§ **Try it**
In your answer, print each of the records below exactly.

§ **Material provided**
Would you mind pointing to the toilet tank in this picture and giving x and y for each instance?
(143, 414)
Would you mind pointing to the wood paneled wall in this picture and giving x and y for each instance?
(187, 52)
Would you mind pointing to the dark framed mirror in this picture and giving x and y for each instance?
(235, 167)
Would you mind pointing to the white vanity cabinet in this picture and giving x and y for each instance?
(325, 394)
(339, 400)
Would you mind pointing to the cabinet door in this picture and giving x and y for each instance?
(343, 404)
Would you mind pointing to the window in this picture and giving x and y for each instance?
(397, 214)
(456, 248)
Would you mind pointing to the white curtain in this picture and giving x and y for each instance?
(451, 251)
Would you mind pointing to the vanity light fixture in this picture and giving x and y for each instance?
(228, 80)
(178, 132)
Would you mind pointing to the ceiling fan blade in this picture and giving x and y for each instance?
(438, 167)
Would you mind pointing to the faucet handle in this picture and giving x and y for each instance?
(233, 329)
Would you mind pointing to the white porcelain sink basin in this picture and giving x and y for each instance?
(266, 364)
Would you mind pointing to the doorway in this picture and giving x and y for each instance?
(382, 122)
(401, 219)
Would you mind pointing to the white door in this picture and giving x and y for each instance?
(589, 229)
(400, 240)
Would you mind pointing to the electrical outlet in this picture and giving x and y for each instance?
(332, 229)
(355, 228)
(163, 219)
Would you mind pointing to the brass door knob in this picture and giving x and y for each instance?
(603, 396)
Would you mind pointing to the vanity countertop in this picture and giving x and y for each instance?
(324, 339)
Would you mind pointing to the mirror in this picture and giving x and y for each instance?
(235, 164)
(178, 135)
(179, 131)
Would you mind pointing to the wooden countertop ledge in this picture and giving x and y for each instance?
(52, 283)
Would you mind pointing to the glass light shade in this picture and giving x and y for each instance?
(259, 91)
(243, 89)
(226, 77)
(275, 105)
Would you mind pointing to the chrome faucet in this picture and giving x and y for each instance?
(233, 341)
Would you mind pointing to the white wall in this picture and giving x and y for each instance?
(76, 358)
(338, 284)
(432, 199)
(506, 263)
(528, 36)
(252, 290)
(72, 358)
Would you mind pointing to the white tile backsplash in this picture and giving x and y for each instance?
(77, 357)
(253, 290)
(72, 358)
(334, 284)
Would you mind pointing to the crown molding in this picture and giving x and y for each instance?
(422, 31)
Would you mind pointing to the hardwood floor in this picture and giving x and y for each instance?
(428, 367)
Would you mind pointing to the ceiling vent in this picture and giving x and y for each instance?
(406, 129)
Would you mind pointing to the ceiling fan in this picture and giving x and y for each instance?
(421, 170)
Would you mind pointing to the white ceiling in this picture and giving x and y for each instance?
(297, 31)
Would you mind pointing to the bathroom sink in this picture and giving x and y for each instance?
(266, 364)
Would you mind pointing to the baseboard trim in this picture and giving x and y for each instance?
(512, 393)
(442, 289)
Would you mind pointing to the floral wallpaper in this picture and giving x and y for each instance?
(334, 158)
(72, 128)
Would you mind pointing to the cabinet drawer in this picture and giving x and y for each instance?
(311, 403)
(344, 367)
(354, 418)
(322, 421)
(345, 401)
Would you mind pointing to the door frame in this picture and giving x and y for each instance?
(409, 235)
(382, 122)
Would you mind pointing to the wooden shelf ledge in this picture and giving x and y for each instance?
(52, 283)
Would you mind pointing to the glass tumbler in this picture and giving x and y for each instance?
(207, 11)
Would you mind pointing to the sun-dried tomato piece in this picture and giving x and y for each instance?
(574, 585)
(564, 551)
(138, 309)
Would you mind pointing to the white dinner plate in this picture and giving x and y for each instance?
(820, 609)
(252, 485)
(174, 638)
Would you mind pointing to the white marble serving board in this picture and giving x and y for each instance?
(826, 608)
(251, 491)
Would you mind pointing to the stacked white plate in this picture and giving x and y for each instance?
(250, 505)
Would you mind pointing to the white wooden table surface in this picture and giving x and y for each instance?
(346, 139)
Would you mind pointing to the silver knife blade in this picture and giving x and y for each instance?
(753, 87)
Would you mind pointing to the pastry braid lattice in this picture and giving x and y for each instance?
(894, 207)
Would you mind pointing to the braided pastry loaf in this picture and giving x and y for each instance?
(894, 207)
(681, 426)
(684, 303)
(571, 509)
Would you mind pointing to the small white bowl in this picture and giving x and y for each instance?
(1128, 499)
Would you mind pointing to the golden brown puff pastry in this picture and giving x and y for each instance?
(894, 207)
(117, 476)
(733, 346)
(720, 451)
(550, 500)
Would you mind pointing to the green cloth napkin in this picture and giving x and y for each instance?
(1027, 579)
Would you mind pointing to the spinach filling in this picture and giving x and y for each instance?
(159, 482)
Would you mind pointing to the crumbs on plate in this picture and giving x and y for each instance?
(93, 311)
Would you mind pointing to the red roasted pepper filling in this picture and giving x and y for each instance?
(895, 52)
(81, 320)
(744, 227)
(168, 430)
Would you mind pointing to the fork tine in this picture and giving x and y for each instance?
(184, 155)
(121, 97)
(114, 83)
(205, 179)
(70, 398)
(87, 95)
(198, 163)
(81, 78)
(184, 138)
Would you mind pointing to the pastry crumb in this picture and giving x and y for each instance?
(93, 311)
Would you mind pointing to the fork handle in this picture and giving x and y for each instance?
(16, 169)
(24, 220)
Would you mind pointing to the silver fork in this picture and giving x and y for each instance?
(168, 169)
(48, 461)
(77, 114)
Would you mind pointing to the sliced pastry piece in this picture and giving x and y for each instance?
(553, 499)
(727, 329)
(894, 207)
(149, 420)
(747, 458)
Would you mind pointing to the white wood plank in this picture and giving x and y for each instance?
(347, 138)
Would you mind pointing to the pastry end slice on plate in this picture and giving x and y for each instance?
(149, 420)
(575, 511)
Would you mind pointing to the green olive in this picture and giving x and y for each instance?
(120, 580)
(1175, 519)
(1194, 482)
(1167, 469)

§ **The completed task**
Would you mind pointing to the toilet tank in this picture and giving x and y for each instance?
(143, 414)
Would you mind pointing to the wood paneled wall in this picture and giving x and y for each instance?
(187, 52)
Would you mind pointing to the dark framed mirror in this picture and giving x and y for each instance?
(235, 167)
Would you mind pointing to the white vanity cabinet in this picture and giving x and y for each instance?
(325, 394)
(339, 400)
Would you mind pointing to the cabinet door in this picture and giving x and y for each instance?
(343, 404)
Would you mind pointing to the window in this picture and giving x and y for each instance?
(397, 214)
(456, 248)
Would you mind pointing to the white curtain in this picture and giving x and y for each instance?
(451, 251)
Would you mind pointing to the vanity light fixture in this picture and giving x and y for each instance?
(228, 80)
(178, 132)
Would you mind pointing to the ceiling fan blade in this picture and giving x and y for each instance?
(438, 167)
Would you mind pointing to the faucet handle in this picture and giving x and y for each instance?
(233, 329)
Would you mind pointing to the white porcelain sink basin in this picture and giving x and y for each instance?
(266, 364)
Would you mind pointing to the doorway in this picture and giving x and y for each instance?
(382, 122)
(401, 219)
Would you mind pointing to the white door in this picture and giving x and y for each instance?
(589, 229)
(400, 240)
Would you mind pointing to the electrical outlet in this picture and giving x and y for each instance?
(332, 229)
(355, 228)
(163, 219)
Would you mind pointing to the brass door knob in this picture and giving x and y for each instance?
(603, 396)
Would you mind pointing to the vanity countertop in this picture and giving x and y for each instance?
(324, 339)
Would you mind pointing to the mirror in this picture and giving x and y for each instance?
(235, 164)
(178, 135)
(179, 131)
Would you mind pointing to the wooden countertop ledge in this picture and giving x and y for each instance?
(52, 283)
Would you mind pointing to the glass light shade in this picture and giving x and y for each instance?
(259, 91)
(243, 89)
(226, 77)
(275, 105)
Would you mind pointing to the chrome faucet in this picture and giving x and y for each instance?
(233, 341)
Would you mind pointing to the white wall in this picture and giving x and y for each instance?
(76, 358)
(338, 284)
(432, 199)
(506, 263)
(528, 36)
(252, 290)
(72, 358)
Would you mind pointing to the white tile backsplash in this picture and giving x and y for each instance?
(77, 357)
(253, 290)
(72, 358)
(334, 284)
Would you mind pointing to the crown molding in this picture and giving x and y for each instance?
(422, 31)
Would you mind pointing to the hardwood floor in this picture and giving x and y for each instance?
(428, 367)
Would you mind pointing to the ceiling vent in this picture and giving x and y for each instance?
(406, 129)
Would you mind pointing to the ceiling fan in this picture and giving x and y for each instance?
(421, 170)
Would you mind pointing to the white ceiling in this picture and giving x and y for each instance?
(297, 31)
Would you mind pointing to the bathroom sink in this picture and giving x and y for each instance?
(266, 364)
Would you mind pointing to the baseboard trim in this picture and giving x and y for each instance?
(512, 393)
(442, 289)
Would you mind pointing to the floral wallpaper in this picture and giving x and y for each instance?
(334, 158)
(72, 128)
Would you mind pointing to the cabinet drawer in this picture and giving x and y for each instance?
(311, 403)
(344, 367)
(354, 418)
(322, 421)
(345, 401)
Would you mind pointing to the door frame in this picture and giving x and y for each instance?
(409, 235)
(382, 122)
Would you mind pointing to the wooden shelf ledge in this picture and giving x and y for each instance?
(52, 283)
Would you mind pointing to the glass tumbler in this picture and giving x and y for each instance?
(207, 11)
Would you mind pointing to the sun-dried tomato piece in this picture and giving x and y for each instance?
(574, 585)
(564, 551)
(138, 309)
Would you mind pointing to the white dinner plate in this picture and giving x and y for each instance?
(820, 609)
(252, 485)
(174, 638)
Would you mind pointing to the white marble serving board in this picture and giving x and y for each instance?
(826, 608)
(251, 491)
Would you mind pointing to the stacked white plate in this picture and giving x and y for each instance?
(250, 505)
Would you mind pointing to the white wooden table surface in this picture and giving x and y for each instance?
(346, 139)
Would you mind pointing to the silver knife blade in this picture and giving x and y for each instance?
(753, 87)
Would you mind pointing to the pastry braid lattice in this picture and giving x and y for each instance?
(894, 207)
Would you mind pointing to the braided pastry loaf in this picture and giving x and y for each instance?
(894, 207)
(681, 426)
(684, 303)
(571, 509)
Would you mind pointing to the small white bowl in this picture and giving x and y for each instance?
(1128, 499)
Would you mind pointing to the golden brown puff pastry in this picture and giving x and y for each instance?
(894, 207)
(117, 476)
(733, 346)
(720, 451)
(550, 500)
Would you mind pointing to the green cloth napkin in this picture and giving x and y for each instance?
(1027, 579)
Would you mind pointing to the spinach filling in this picture and giving x and y for each instance?
(159, 482)
Would you mind pointing to the crumbs on plate in this picture and giving x and y for each instance?
(93, 311)
Would you mind pointing to the red roasted pepper filling in this picture and giving x and y for each instance?
(895, 52)
(81, 320)
(744, 227)
(168, 430)
Would you mind pointing to the fork tine in this picture and giving x and y for each instance?
(184, 155)
(121, 97)
(114, 83)
(205, 179)
(70, 398)
(87, 95)
(198, 163)
(81, 78)
(184, 138)
Would you mind pointing to the pastry crumb in this picture and giving x and y for each instance?
(93, 311)
Would you mind pointing to the fork handle in this picture and giving x and y for each instance?
(16, 169)
(24, 220)
Would you mind pointing to the silver fork in this picture and giving x and y for each instance?
(168, 169)
(48, 461)
(77, 114)
Would you mind pointing to the sliced pastry piece in this picture and giving x and y for each instance?
(553, 499)
(727, 329)
(894, 207)
(149, 420)
(747, 458)
Would you mind pointing to the white wood plank in this picture and giving x and y for each instance?
(347, 138)
Would you mind pointing to the pastry end slice on plate in this picture and giving x and y for each instance?
(149, 420)
(575, 511)
Would you mind pointing to the green olive in this picture and giving x and y for each instance?
(120, 580)
(1175, 519)
(1194, 482)
(1167, 469)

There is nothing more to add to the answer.